Domesticazione delle piante, le più comuni:
- Il mais deriva dal teosinte, pianta selvatica messicana, che in origine ospitava una singola pannocchia lunga 2-3 centimetri, composta di 20-30 semi, non gialli e molto duri.
- I pomodori selvatici erano piccolissimi, una sorta di bacche, e soprattutto erano gialli.
- Le melanzane, introdotte in Europa dai mercanti arabi, domesticate in India, erano molto piccole e amare.
- Le carote, domesticate circa 8000 anni fa in Afghanistan e giunte in Europa nel X sec. d.C., erano viola o gialle – mentre le carote bianche selvatiche, già note ai Romani, non sono mai state domesticate poiché, essendo amarissime, erano impiegate solo per scopi medicinali – ed erano utilizzate soprattutto per estrarre il colorante rosso; studiando le scene di mercato dipinte dai pittori fiamminghi e spagnoli, si nota che solo agli inizi del Seicento le carote dipinte nei vari quadri, che dapprima erano viola o gialle, cominciarono a essere raffigurate di colore arancione: dunque si è supposto che una mutazione genetica spontanea avesse attivato un gene, innescante a sua volta una via metabolica per produrre il betacarotene; inoltre, secondo una leggenda, uno dei motivi del successo delle carote arancioni, con la conseguente perdita della memoria storica dell’originario colore viola, fu la volontà di “omaggiare” con questo nuovo colore la dinastia degli Orange.

• DATI ESTRATTI:
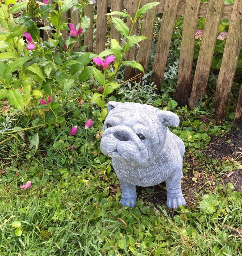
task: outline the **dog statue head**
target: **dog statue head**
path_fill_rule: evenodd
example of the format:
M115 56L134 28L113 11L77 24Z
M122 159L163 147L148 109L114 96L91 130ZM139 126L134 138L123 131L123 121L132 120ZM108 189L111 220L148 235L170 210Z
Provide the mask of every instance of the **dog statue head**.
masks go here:
M147 105L108 103L100 149L128 165L145 166L155 160L165 143L167 126L176 127L175 114Z

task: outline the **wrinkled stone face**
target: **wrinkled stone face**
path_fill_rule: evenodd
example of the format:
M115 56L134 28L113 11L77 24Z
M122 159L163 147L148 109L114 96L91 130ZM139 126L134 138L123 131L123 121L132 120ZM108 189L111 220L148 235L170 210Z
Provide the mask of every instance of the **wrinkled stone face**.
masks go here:
M131 166L144 166L155 161L167 131L158 119L157 110L148 105L125 103L111 110L103 126L102 153Z

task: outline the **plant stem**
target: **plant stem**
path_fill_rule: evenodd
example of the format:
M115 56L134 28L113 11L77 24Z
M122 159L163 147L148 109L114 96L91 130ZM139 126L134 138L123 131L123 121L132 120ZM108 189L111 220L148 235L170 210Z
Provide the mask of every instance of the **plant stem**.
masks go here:
M27 130L31 130L32 129L34 129L34 128L37 128L38 127L41 127L42 126L45 126L44 124L38 124L38 125L35 125L34 126L32 126L32 127L29 127L28 128L24 128L23 129L20 129L20 130L17 130L16 131L12 131L11 132L7 132L6 133L4 133L9 134L10 133L18 133L18 132L21 132L22 131L26 131Z

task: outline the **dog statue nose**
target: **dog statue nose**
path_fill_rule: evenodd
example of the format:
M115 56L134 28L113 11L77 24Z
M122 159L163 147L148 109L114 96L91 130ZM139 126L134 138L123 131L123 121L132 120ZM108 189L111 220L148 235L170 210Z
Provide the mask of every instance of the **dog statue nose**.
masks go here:
M113 136L119 140L127 141L129 139L129 134L123 131L118 131L113 133Z

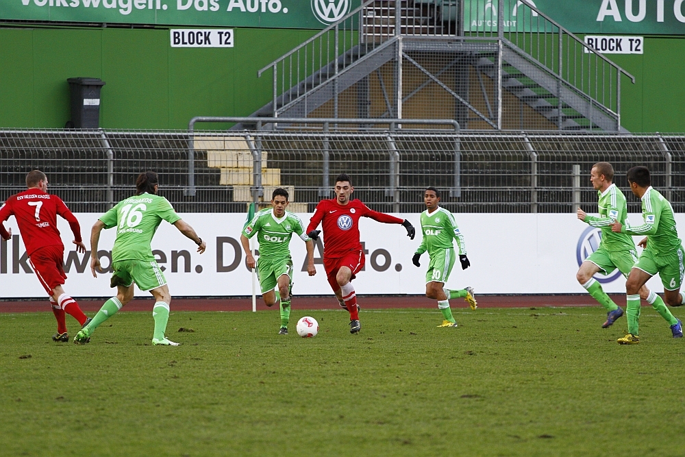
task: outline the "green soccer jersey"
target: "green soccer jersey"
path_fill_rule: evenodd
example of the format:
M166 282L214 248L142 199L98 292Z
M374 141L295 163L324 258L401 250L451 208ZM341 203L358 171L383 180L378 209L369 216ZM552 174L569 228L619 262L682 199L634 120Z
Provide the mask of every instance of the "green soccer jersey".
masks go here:
M278 259L290 256L289 245L292 233L297 234L303 241L310 238L304 234L304 225L301 219L286 211L281 219L277 219L273 208L262 210L242 230L242 234L252 238L259 233L259 255L269 259Z
M428 251L428 255L432 256L440 249L452 247L453 238L457 240L459 255L466 256L464 235L460 232L452 213L444 208L438 206L432 213L429 213L428 210L421 213L421 231L423 232L423 240L416 254L422 254Z
M116 227L112 261L155 260L150 243L162 219L173 224L181 218L164 197L145 193L122 200L100 220Z
M609 252L635 249L635 243L630 235L611 231L611 225L618 221L623 225L627 219L627 205L625 196L616 184L612 184L604 192L597 190L599 201L599 217L586 216L585 222L593 227L601 229L601 242L599 246Z
M643 219L639 227L623 225L621 231L630 235L647 235L647 249L656 256L671 254L680 247L673 207L651 186L642 197Z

• DOMANDE:
(1) Secondo il testo sulla domesticazione delle piante, da quale pianta selvatica deriva il mais?
(2) Trascrivi alla lettera dal testo sulla domesticazione delle piante il passo che comincia con "Domesticazione delle piante, le" e prosegue fino a "e molto duri.".
I dati non sono necessari.

• RISPOSTE IN ORDINE:
(1) Dal teosinte, una pianta selvatica messicana.

(2)
Domesticazione delle piante, le più comuni:
- Il mais deriva dal teosinte, pianta selvatica messicana, che in origine ospitava una singola pannocchia lunga 2-3 centimetri, composta di 20-30 semi, non gialli e molto duri.